◆ Information provided:
▬▬▬
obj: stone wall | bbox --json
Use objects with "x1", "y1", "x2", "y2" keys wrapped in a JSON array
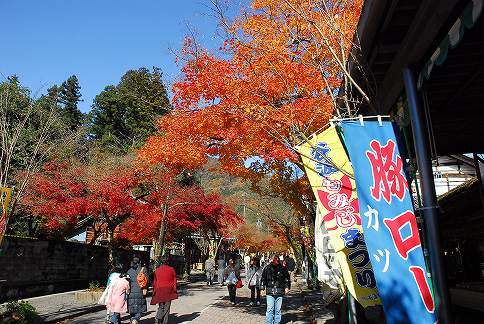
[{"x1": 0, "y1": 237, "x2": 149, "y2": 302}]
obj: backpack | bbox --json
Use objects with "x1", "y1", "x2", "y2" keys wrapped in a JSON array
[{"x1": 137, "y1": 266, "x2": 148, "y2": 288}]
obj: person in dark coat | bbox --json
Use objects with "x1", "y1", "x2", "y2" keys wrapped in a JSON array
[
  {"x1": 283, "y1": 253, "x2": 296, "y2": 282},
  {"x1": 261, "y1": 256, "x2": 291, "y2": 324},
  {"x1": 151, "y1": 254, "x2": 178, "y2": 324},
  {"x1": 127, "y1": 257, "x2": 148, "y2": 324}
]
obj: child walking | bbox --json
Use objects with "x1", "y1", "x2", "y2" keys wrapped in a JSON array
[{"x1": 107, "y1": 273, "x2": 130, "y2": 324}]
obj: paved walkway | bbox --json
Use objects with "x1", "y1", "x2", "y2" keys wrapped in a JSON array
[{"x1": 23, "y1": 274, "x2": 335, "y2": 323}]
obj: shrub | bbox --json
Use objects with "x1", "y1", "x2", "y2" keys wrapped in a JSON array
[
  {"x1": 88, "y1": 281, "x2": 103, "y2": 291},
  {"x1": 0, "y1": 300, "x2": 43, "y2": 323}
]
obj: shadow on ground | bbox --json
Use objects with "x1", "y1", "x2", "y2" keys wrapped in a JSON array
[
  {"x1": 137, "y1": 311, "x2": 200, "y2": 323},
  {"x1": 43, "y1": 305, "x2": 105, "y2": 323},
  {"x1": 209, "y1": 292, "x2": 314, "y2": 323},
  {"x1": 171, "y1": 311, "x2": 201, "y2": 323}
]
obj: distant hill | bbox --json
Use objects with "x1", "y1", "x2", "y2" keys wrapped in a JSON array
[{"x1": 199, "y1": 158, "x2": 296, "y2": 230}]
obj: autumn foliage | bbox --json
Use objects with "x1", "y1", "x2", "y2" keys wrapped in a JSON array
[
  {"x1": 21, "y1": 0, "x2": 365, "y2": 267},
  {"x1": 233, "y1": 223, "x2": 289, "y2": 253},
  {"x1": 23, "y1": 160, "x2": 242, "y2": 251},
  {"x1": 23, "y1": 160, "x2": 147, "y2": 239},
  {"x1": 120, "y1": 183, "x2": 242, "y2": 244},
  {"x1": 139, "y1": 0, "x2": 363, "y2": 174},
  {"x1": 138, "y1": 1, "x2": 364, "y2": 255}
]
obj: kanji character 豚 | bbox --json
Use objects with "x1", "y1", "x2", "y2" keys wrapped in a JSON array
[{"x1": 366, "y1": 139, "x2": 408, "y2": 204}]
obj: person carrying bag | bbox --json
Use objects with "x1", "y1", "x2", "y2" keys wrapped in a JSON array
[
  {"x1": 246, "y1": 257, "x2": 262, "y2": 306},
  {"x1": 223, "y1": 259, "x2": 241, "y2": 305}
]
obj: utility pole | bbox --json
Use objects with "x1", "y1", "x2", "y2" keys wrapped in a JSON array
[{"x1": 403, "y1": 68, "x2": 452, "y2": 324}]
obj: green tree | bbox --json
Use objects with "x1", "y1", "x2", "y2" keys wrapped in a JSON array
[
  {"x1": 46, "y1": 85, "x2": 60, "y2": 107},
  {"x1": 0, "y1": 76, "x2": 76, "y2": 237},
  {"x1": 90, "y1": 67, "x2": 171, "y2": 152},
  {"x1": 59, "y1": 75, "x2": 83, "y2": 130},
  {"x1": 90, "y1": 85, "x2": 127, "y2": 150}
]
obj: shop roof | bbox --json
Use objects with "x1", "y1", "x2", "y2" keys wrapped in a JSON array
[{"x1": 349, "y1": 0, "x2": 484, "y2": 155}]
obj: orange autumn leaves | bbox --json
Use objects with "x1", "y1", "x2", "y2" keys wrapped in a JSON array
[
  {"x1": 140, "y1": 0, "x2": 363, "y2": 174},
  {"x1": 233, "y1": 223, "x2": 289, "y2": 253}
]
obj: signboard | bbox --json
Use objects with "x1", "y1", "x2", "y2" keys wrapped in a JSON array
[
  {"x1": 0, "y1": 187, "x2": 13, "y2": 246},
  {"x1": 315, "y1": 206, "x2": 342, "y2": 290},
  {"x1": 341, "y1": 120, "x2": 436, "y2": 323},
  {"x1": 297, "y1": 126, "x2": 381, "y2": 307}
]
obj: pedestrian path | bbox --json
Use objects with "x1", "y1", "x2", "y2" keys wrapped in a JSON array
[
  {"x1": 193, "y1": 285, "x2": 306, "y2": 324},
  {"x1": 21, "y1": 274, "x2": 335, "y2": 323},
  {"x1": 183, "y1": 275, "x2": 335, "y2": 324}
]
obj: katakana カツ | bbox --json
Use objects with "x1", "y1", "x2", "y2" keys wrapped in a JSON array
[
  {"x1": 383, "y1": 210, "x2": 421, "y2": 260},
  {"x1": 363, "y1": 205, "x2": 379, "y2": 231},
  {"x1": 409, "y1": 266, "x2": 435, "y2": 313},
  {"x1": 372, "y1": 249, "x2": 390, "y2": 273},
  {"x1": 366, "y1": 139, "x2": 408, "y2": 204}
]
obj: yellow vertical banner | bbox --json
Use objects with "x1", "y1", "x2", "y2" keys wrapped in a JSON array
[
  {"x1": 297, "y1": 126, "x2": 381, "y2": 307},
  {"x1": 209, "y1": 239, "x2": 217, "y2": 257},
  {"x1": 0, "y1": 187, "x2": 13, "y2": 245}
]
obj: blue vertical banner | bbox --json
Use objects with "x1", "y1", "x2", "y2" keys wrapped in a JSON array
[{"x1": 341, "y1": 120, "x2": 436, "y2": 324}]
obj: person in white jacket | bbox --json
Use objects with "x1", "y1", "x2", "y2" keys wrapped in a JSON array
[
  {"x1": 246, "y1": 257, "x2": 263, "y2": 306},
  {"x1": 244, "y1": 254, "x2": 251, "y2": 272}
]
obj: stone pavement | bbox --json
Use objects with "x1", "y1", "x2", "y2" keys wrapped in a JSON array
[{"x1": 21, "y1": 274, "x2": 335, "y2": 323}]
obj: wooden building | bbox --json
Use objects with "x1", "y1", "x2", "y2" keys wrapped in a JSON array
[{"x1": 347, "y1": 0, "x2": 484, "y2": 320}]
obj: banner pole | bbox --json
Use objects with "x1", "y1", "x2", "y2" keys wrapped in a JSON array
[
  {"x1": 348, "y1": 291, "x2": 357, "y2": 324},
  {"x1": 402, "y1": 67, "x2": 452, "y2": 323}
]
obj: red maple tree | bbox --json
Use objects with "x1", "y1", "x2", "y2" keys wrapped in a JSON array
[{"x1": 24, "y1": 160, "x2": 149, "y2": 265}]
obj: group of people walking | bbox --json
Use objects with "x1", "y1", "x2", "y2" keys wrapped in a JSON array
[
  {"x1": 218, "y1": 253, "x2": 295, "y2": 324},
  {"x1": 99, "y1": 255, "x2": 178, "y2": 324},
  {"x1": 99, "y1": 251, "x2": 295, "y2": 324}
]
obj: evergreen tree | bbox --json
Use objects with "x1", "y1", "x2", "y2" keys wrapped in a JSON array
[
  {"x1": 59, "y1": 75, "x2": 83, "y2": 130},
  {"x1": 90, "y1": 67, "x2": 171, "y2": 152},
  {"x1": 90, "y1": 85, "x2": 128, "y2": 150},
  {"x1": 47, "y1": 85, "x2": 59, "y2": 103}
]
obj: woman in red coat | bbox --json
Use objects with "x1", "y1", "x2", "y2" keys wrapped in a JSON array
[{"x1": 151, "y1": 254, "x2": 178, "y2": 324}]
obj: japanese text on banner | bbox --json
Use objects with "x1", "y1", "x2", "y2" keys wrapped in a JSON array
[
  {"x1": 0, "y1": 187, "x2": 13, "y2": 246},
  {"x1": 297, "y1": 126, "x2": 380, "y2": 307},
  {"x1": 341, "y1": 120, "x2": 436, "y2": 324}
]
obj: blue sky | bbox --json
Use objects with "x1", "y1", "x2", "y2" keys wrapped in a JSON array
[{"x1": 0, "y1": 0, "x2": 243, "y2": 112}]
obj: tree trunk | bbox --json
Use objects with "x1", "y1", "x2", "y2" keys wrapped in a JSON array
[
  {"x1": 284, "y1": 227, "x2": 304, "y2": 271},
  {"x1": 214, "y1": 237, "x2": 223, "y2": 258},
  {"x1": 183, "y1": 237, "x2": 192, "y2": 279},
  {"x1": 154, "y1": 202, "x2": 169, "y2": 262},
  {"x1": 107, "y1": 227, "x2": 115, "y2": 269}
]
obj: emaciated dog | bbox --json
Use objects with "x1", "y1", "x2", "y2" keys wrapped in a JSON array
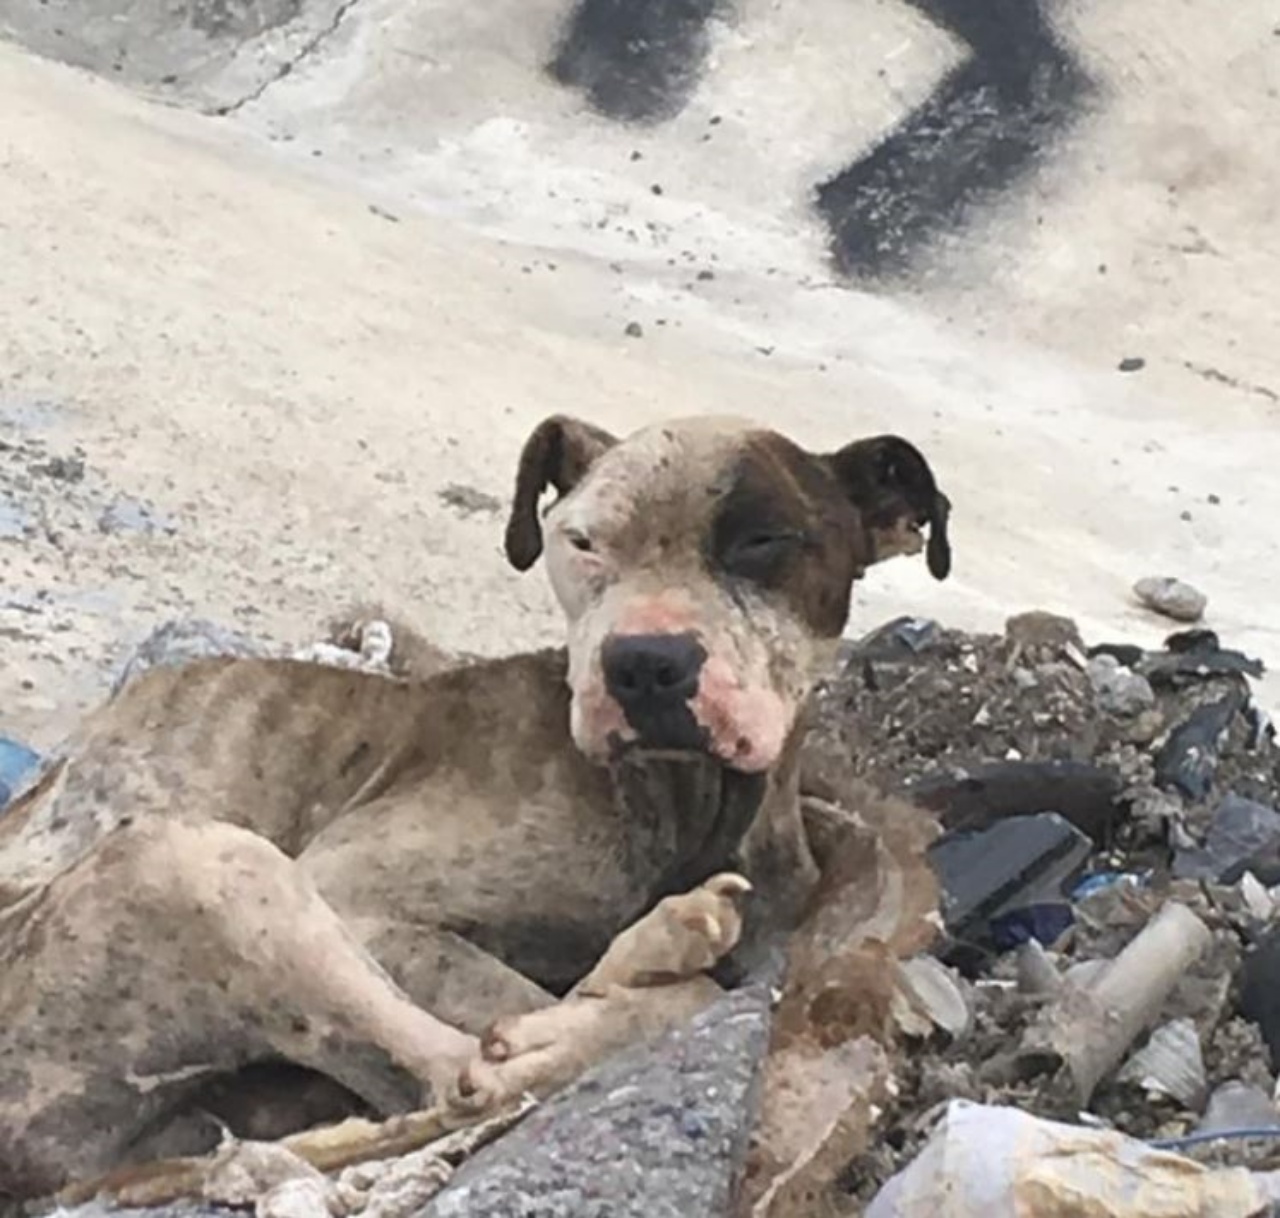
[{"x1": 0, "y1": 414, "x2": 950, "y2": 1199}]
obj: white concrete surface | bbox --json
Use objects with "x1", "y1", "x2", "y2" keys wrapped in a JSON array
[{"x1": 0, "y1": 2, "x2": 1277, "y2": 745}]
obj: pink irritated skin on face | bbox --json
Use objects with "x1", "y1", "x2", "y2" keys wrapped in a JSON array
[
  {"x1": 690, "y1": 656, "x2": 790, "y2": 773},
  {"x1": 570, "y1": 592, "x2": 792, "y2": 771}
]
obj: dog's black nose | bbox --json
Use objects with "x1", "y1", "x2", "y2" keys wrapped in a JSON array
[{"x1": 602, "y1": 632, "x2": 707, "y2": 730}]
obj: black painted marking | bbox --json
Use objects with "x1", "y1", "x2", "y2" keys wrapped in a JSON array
▬▬▬
◆ Activity: How many lines of the listing include the string "vertical"? Respond with the number only.

◆ Response for this exercise: 2